What you need to do: Print all of the data exactly as written.

Input:
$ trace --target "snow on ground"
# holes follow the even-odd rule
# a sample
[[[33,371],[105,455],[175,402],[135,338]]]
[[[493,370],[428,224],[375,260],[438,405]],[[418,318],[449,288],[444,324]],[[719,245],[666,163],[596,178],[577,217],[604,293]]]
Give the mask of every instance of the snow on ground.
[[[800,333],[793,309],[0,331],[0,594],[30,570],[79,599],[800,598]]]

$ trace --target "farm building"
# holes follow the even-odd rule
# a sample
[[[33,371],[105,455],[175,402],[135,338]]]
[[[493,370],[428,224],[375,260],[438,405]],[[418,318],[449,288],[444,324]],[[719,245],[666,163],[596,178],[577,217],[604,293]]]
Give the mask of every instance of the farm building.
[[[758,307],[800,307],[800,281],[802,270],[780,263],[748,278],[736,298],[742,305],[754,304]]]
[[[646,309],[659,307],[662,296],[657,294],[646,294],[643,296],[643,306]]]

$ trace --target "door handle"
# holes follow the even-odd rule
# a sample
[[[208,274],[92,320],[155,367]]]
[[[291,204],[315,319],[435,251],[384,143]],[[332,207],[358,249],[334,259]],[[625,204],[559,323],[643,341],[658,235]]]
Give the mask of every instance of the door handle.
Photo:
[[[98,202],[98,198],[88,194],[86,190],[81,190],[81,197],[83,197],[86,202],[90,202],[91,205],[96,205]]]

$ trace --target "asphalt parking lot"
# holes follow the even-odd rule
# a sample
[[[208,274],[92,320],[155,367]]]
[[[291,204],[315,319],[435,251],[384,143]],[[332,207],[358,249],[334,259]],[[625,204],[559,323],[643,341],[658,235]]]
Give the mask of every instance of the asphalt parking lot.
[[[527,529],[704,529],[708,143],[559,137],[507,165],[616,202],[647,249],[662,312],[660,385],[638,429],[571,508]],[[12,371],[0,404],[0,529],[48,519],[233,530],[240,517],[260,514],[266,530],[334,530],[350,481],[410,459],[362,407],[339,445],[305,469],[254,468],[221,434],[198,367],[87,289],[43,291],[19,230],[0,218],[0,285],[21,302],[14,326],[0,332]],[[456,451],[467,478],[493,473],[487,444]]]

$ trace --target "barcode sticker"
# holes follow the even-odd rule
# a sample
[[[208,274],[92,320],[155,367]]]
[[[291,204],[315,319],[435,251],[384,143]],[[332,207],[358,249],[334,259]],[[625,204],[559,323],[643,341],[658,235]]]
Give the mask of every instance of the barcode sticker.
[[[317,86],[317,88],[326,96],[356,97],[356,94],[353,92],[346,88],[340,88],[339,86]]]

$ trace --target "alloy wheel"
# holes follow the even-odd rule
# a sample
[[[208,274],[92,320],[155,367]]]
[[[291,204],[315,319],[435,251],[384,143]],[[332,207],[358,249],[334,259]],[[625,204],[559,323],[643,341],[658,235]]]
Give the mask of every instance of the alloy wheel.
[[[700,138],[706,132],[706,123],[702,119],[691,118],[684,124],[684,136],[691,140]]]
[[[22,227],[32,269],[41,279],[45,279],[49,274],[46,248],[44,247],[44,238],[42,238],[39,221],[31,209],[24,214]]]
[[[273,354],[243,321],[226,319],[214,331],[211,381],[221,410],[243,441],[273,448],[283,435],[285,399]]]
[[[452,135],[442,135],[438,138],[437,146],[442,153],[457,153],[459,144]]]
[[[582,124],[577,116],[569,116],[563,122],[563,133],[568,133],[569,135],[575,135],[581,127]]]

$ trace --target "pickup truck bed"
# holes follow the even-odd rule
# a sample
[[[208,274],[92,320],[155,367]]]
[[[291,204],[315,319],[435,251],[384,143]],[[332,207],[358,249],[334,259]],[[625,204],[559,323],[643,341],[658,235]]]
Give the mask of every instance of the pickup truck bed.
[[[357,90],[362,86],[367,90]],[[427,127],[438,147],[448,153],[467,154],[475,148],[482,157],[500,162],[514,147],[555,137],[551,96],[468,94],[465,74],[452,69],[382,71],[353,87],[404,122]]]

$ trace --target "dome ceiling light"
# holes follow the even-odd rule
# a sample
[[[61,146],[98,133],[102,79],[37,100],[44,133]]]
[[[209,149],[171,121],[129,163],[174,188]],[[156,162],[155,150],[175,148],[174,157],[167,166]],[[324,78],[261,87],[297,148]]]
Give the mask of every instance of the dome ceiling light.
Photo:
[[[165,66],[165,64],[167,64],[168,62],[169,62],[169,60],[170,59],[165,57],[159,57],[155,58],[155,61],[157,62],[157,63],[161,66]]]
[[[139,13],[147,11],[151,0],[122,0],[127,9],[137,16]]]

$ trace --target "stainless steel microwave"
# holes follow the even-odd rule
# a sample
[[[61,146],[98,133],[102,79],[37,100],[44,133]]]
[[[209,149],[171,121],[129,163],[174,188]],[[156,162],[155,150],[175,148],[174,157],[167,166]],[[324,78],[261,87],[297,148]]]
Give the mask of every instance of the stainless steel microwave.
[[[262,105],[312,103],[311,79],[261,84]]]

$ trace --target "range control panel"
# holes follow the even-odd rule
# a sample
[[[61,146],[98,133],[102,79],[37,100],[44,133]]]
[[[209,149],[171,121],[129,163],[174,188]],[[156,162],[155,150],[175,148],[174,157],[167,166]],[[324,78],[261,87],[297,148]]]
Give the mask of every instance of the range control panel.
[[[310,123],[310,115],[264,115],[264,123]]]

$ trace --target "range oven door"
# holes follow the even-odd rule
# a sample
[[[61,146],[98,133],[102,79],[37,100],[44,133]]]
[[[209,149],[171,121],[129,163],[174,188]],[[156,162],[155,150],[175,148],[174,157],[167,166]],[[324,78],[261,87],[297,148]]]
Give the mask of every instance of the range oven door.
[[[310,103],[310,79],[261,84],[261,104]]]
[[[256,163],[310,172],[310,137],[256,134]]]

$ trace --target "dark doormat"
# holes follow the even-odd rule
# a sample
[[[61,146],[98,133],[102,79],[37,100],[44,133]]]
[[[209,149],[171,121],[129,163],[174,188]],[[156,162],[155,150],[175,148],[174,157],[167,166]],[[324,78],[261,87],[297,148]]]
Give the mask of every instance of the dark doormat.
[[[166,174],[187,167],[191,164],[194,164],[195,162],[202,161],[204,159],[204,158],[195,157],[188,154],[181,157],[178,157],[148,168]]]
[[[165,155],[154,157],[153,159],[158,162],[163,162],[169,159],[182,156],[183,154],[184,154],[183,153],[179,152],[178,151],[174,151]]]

Answer for this exercise:
$ trace --target "snow on ground"
# holes follow the even-odd rule
# a sample
[[[33,371],[105,455],[175,402],[135,338]]]
[[[493,370],[428,224],[375,260],[438,405]],[[418,318],[449,288],[444,324]],[[719,245],[666,163],[596,178],[577,217],[604,293]]]
Give the mask of every instance of the snow on ground.
[[[800,333],[793,309],[0,331],[0,594],[30,570],[79,599],[800,598]]]

$ trace --target "farm building"
# holes follow the even-odd rule
# a sample
[[[33,371],[105,455],[175,402],[135,338]]]
[[[493,370],[428,224],[375,260],[438,405]],[[418,318],[449,288],[444,324]],[[719,245],[666,163],[596,178],[577,217],[604,293]]]
Give the mask of every instance of the farm building.
[[[758,307],[800,307],[800,281],[802,270],[780,263],[748,278],[736,298],[742,305],[754,304]]]
[[[646,309],[659,307],[662,296],[657,294],[646,294],[643,296],[643,306]]]

$ trace --target "door handle"
# holes follow the even-odd rule
# a sample
[[[208,274],[92,320],[155,367]]]
[[[291,204],[315,319],[435,251],[384,143]],[[332,207],[358,249],[334,259]],[[625,204],[559,323],[643,341],[658,235]]]
Give the mask of every instance of the door handle.
Photo:
[[[98,202],[98,198],[88,194],[86,190],[81,190],[81,197],[83,197],[86,202],[90,202],[91,205],[96,205]]]

$ trace --target "asphalt parking lot"
# holes follow the even-odd rule
# a sample
[[[208,274],[92,320],[155,367]]]
[[[291,204],[315,319],[435,251],[384,143]],[[332,207],[358,249],[334,259]],[[625,204],[559,323],[643,341],[658,235]]]
Give the mask of every instance of the asphalt parking lot.
[[[527,529],[704,529],[708,143],[559,137],[507,165],[616,202],[647,249],[662,312],[660,385],[638,429],[571,508]],[[12,371],[0,404],[0,529],[48,519],[233,530],[240,517],[260,514],[266,530],[334,530],[350,481],[410,459],[362,407],[339,445],[305,469],[254,468],[221,434],[198,367],[87,289],[43,291],[19,230],[0,218],[0,285],[21,302],[14,326],[0,332]],[[456,451],[467,478],[493,473],[487,444]]]

$ trace --target "barcode sticker"
# holes follow the even-odd rule
# a sample
[[[208,274],[92,320],[155,367]]]
[[[291,204],[315,319],[435,251],[384,143]],[[332,207],[358,249],[334,259]],[[625,204],[559,323],[643,341],[658,235]]]
Give the mask of every instance of the barcode sticker.
[[[317,86],[317,88],[326,96],[356,97],[356,94],[353,92],[346,88],[340,88],[339,86]]]

$ trace --target "alloy wheel"
# holes follow the even-odd rule
# a sample
[[[208,274],[92,320],[155,367]]]
[[[291,204],[315,319],[435,251],[384,143]],[[332,207],[358,249],[334,259]],[[625,204],[559,323],[643,341],[658,235]]]
Give the mask of every instance of the alloy wheel.
[[[700,138],[706,132],[706,123],[702,119],[691,118],[684,124],[684,136],[691,140]]]
[[[22,227],[32,269],[41,279],[45,279],[49,274],[46,248],[44,247],[44,238],[42,238],[39,221],[31,209],[24,214]]]
[[[273,354],[243,321],[226,319],[214,331],[211,381],[221,410],[243,441],[273,448],[283,435],[285,399]]]
[[[452,135],[442,135],[438,138],[437,146],[442,153],[457,153],[459,144]]]
[[[582,124],[577,116],[569,116],[563,122],[563,133],[568,133],[569,135],[575,135],[581,127]]]

$ trace --target "pickup truck bed"
# holes follow the even-odd rule
# a sample
[[[208,274],[92,320],[155,367]]]
[[[291,204],[315,319],[435,251],[384,143]],[[332,207],[358,249],[334,259]],[[625,204],[559,323],[643,341],[658,235]]]
Give the mask of every instance of the pickup truck bed.
[[[357,90],[362,86],[367,90]],[[427,127],[438,147],[448,153],[467,154],[475,148],[482,157],[500,162],[514,147],[555,137],[551,96],[468,94],[465,74],[452,69],[382,71],[353,87],[404,122]]]

$ trace --target "dome ceiling light"
# holes follow the even-odd rule
# a sample
[[[61,146],[98,133],[102,79],[37,100],[44,133]]]
[[[209,149],[171,121],[129,163],[174,188]],[[156,162],[155,150],[175,148],[174,157],[167,166]],[[324,78],[261,87],[297,148]]]
Give the mask of every instance of the dome ceiling light.
Photo:
[[[165,66],[165,64],[167,64],[168,62],[169,62],[169,60],[170,59],[165,57],[159,57],[155,58],[155,61],[157,62],[157,63],[161,66]]]
[[[139,13],[147,11],[151,0],[122,0],[127,9],[137,16]]]

$ trace --target "stainless steel microwave"
# holes follow the even-odd rule
# a sample
[[[61,146],[98,133],[102,79],[37,100],[44,133]]]
[[[209,149],[171,121],[129,163],[174,188]],[[156,162],[155,150],[175,148],[174,157],[167,166]],[[324,78],[261,87],[297,148]]]
Give the mask of every instance of the stainless steel microwave.
[[[262,105],[312,103],[311,79],[261,84]]]

$ trace --target "range control panel"
# holes follow the even-odd rule
# a sample
[[[61,146],[98,133],[102,79],[37,100],[44,133]]]
[[[209,149],[171,121],[129,163],[174,188]],[[156,162],[155,150],[175,148],[174,157],[167,166]],[[324,78],[261,87],[297,148]]]
Give the mask of every instance of the range control panel.
[[[310,123],[310,115],[264,115],[264,123]]]

$ trace --target "range oven door"
# holes follow the even-odd rule
# a sample
[[[61,146],[98,133],[102,79],[37,100],[44,133]]]
[[[209,149],[171,121],[129,163],[174,188]],[[156,162],[155,150],[175,148],[174,157],[167,166]],[[324,78],[261,87],[297,148]]]
Give the mask of every instance of the range oven door.
[[[310,103],[310,79],[261,84],[261,104]]]
[[[256,163],[310,172],[310,137],[256,134]]]

$ trace --target "dark doormat"
# holes follow the even-odd rule
# a sample
[[[61,146],[98,133],[102,79],[37,100],[44,133]]]
[[[209,149],[171,121],[129,163],[174,188]],[[156,162],[155,150],[175,148],[174,157],[167,166]],[[324,78],[261,87],[297,148]]]
Give the mask of every instance of the dark doormat.
[[[166,174],[187,167],[191,164],[194,164],[195,162],[202,161],[204,159],[204,158],[195,157],[188,154],[181,157],[178,157],[148,168]]]
[[[165,155],[154,157],[153,159],[158,162],[163,162],[169,159],[182,156],[183,154],[184,154],[183,153],[179,152],[178,151],[174,151]]]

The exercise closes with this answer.